Passage to read:
--- Start ---

Re: Using base backup exclusion filters to reduce data transferred with pg_rewind

From: Michael Paquier <michael(at)paquier(dot)xyz>
To: Fujii Masao <masao(dot)fujii(at)gmail(dot)com>
Cc: Tom Lane <tgl(at)sss(dot)pgh(dot)pa(dot)us>, Stephen Frost <sfrost(at)snowman(dot)net>, Anastasia Lubennikova <a(dot)lubennikova(at)postgrespro(dot)ru>, Michael Paquier <michael(dot)paquier(at)gmail(dot)com>, Postgres hackers <pgsql-hackers(at)postgresql(dot)org>
Subject: Re: Using base backup exclusion filters to reduce data transferred with pg_rewind
Date: 2018-03-27 01:55:44
Message-ID: 20180327015544.GA1172@paquier.xyz
Views: Raw Message | Whole Thread | Download mbox | Resend email
Thread:
Lists: pgsql-hackers

On Tue, Mar 27, 2018 at 01:32:41AM +0900, Fujii Masao wrote:
> +1. It's better for us to focus on the code change of the fillter on pg_rewind
> rather than such "refactoring".

(filter takes one 'l', not two)

Okay. I had my mind mostly focused on how to shape the exclusion list
and get it shared between the base backup and pg_rewind, so let's move
on with the duplicated list for now. I did not put much efforts into
the pg_rewind portion to be honest.

--- End ---

Entries from a pointing dataset:
--- Start ---

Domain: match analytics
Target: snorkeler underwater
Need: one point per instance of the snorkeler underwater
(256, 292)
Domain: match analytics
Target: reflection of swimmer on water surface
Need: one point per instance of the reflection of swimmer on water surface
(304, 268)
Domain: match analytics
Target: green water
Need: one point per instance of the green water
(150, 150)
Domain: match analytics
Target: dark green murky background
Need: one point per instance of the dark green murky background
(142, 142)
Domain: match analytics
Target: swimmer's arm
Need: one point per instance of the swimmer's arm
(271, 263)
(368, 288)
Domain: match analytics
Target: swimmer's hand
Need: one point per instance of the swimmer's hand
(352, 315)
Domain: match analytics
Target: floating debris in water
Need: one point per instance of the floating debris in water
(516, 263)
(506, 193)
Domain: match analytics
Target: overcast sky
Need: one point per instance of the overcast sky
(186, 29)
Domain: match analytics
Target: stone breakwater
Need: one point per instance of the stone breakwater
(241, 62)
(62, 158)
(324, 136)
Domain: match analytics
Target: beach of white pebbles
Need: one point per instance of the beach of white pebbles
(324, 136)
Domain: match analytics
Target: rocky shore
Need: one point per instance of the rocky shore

--- End ---

Objective 1: Copy down every entry from the pointing dataset, line for line and without changes.
Objective 2: Resume the email about pg_rewind exclusion filters, starting right after its last sentence.
The pg_rewind email and the entries have no connection to each other.

Task output 1:
Domain: match analytics
Target: snorkeler underwater
Need: one point per instance of the snorkeler underwater
(256, 292)
Domain: match analytics
Target: reflection of swimmer on water surface
Need: one point per instance of the reflection of swimmer on water surface
(304, 268)
Domain: match analytics
Target: green water
Need: one point per instance of the green water
(150, 150)
Domain: match analytics
Target: dark green murky background
Need: one point per instance of the dark green murky background
(142, 142)
Domain: match analytics
Target: swimmer's arm
Need: one point per instance of the swimmer's arm
(271, 263)
(368, 288)
Domain: match analytics
Target: swimmer's hand
Need: one point per instance of the swimmer's hand
(352, 315)
Domain: match analytics
Target: floating debris in water
Need: one point per instance of the floating debris in water
(516, 263)
(506, 193)
Domain: match analytics
Target: overcast sky
Need: one point per instance of the overcast sky
(186, 29)
Domain: match analytics
Target: stone breakwater
Need: one point per instance of the stone breakwater
(241, 62)
(62, 158)
(324, 136)
Domain: match analytics
Target: beach of white pebbles
Need: one point per instance of the beach of white pebbles
(324, 136)
Domain: match analytics
Target: rocky shore
Need: one point per instance of the rocky shore

Task output 2:
> As I told upthread, the previous patch has the
> problem where the files which should be skipped are not skipped. ISTM that,
> in pg_rewind, the filter should be triggered in recurse_dir() not
> process_source_file().

If you put that into recurse_dir you completely ignore the case where
changes are fetched by libpq. Doing the filtering when processing the
file map has the advantage to take care of both the local and remote
cases, which is why I am doing it there. So you would just get half of
the cake and not the whole of it.

> BTW what should pg_rewind do when it finds the directory which should be
> skipped, in the source directory? In your patch, pg_rewind just tries to skip
> that directory at all. But isn't this right behavior? If that directory doesn't
> exist in the target directory (though I'm not sure if this situation is really
> possible), I'm thinking that pg_rewind should create that "empty" directory
> in the target. No?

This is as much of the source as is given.